本文:
張りをしつづけてきたといふことは、画商が彼のためにかはつて頑張つてくれたわけでもなからう、その土牛の頑張とは、その態度の謙譲であることでもわかるやうに、また謙譲とは忍耐の代名詞でもあるのである。「喜は謙遜な人々にとつては旅が極りなく、財宝が無限であることを知ることにある」とはラスキンの言葉であるが土牛の生活は、絵を描くことだけの楽しみに、どうやら極限されてゐるやうである、彼の謙遜もその意味に於いて、絵の旅の極りなく無限の財宝を、自己のものとした喜びの態度と見られるだらう。
 土牛はその気質の上からいつても運命的な作家であつたといふ意味からも画壇の七不思議の一つであつたことは確かである、印象批評が彼を「名人芸だ」とか「神品」だとか言つて、何事も語らなかつたから、一層不思議さはふかまつた。少しも彼を具体的に知らうと人々は努力しないのである、土牛の忍耐その作風、たとえば「八瀬所見」に現れた矛盾、線がをそろしく老人臭くて、色が若いといふ表現などはどうしたことか、この矛盾の美が、観た者の感覚を倒錯させながら、感心させてしまふ、その手法はいつたいどこから来たのであらうか、土牛を論ずるとき、いつたい土牛といふ作家は誰の門下であつたらうかと熟考する必要がないかどうか、線が老人臭く、色が若々しいといふのは、師匠梶田半古の流れを汲んだものとして、土牛自身にとつては不自然なことではないのである、梶田の傾向は老人の傾向なのである、土牛の性格的頑張りも、土牛の画風的突離しも、芸術的の高さも、梶田半古伝来の素質といつても過言ではない。梶田門下には不屈な精神と、強い自己断定がなければ、筆をすゝめないものがある。画商が彼を大家にしたとは画商の自惚であらう、例の松田改組の大混乱の渦中に、奥村土牛はボンヤリと立つてゐたのである。周囲は騒ぎ、その混沌は物理的に言つても、物質の衝突の只中では却つて動かないものに、中芯が集るものである。

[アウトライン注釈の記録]

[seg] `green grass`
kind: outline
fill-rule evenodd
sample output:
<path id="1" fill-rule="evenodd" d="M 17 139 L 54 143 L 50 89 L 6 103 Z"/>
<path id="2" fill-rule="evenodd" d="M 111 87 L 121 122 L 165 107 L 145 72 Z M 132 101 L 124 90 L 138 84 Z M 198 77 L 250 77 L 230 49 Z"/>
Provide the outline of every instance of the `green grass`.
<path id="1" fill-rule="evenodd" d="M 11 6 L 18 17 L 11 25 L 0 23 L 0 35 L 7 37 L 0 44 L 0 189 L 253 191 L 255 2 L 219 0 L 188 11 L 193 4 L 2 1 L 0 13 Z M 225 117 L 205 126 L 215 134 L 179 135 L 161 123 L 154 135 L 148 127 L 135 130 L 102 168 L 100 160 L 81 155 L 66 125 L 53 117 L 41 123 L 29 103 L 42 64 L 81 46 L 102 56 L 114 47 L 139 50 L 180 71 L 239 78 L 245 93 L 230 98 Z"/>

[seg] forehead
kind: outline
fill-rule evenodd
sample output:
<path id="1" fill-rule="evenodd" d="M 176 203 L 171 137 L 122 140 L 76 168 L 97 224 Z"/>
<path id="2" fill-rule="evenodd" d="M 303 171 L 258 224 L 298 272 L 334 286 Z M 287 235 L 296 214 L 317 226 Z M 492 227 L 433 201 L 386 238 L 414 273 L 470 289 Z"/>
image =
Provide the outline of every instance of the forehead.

問題 1:
本文では、土牛の師匠は誰だとされているか。
問題 2:
次の(a)〜(c)が本文の内容と合うかどうかを、それぞれ「はい」か「いいえ」で答えよ。判断の根拠となる本文の語句も、そのまま引用すること。
(a) 本文には、ラスキンの言葉が引かれている。
(b) 本文によれば、「八瀬所見」では線が若々しく、色が老人臭い。
(c) 本文によれば、松田改組の大混乱のなかで、土牛は周囲とともに騒いでいた。
問題 3:
本文のうち、「張りをしつづけてきたといふこ」で始まり「喜びの態度と見られるだらう。」で終わる部分を、そのまま書き写せ。

正解 1:
梶田半古

正解 2:
(a) はい。「とはラスキンの言葉であるが」
(b) いいえ。「線がをそろしく老人臭くて、色が若いといふ表現」
(c) いいえ。「奥村土牛はボンヤリと立つてゐたのである」

正解 3:
張りをしつづけてきたといふことは、画商が彼のためにかはつて頑張つてくれたわけでもなからう、その土牛の頑張とは、その態度の謙譲であることでもわかるやうに、また謙譲とは忍耐の代名詞でもあるのである。「喜は謙遜な人々にとつては旅が極りなく、財宝が無限であることを知ることにある」とはラスキンの言葉であるが土牛の生活は、絵を描くことだけの楽しみに、どうやら極限されてゐるやうである、彼の謙遜もその意味に於いて、絵の旅の極りなく無限の財宝を、自己のものとした喜びの態度と見られるだらう。